AIM
Reproduce the listing below line for line, without any changes, and leave out the pictures.

-- START INPUT ROWS --

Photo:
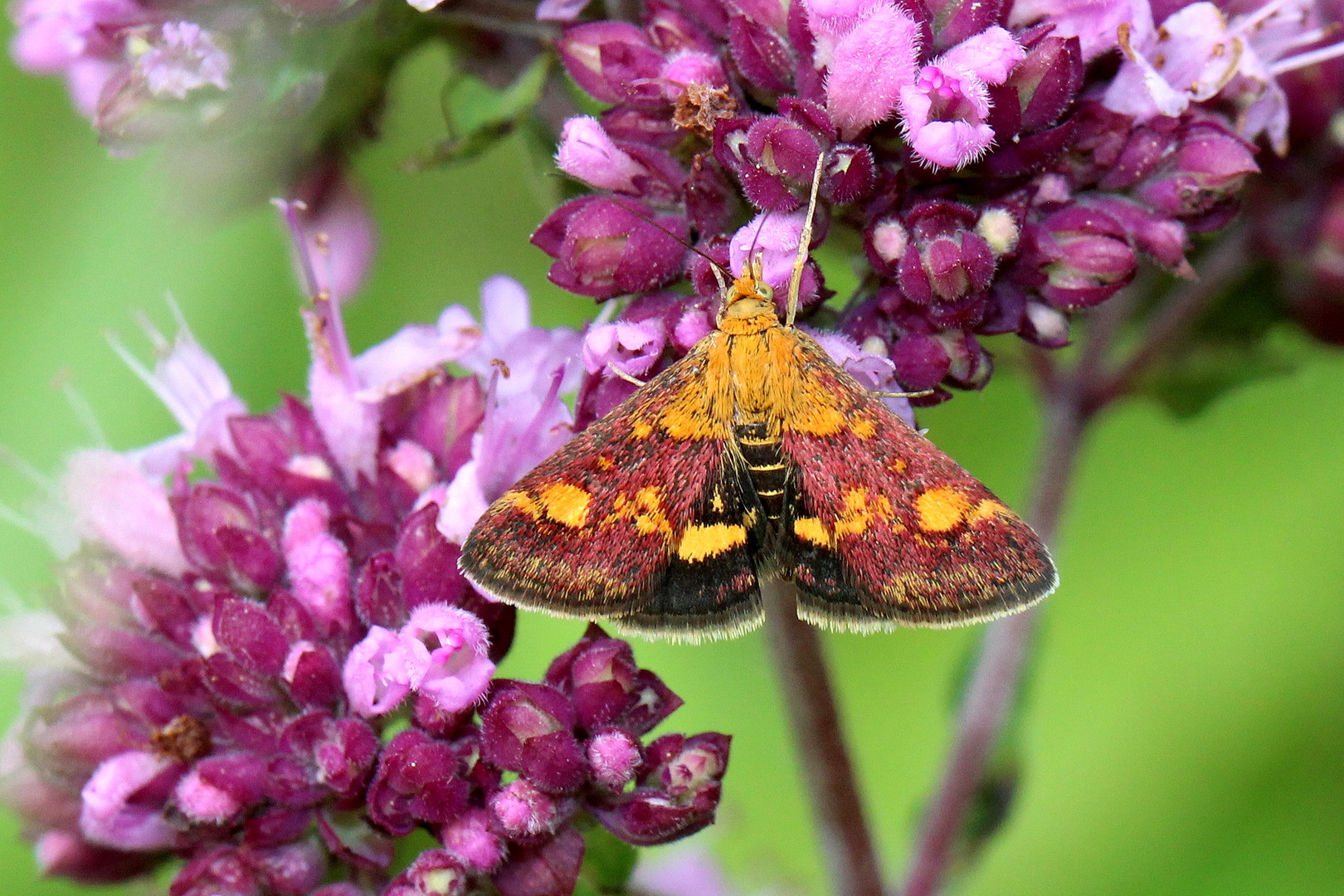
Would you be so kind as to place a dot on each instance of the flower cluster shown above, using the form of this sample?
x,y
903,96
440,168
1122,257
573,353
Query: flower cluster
x,y
275,670
997,182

-- END INPUT ROWS --

TASK ANSWER
Photo:
Would you be so kind as to place a dot on each instance of the flower cluster shown above, using the form of this sample?
x,y
903,96
440,168
1122,257
573,353
Query: flower cluster
x,y
275,670
997,182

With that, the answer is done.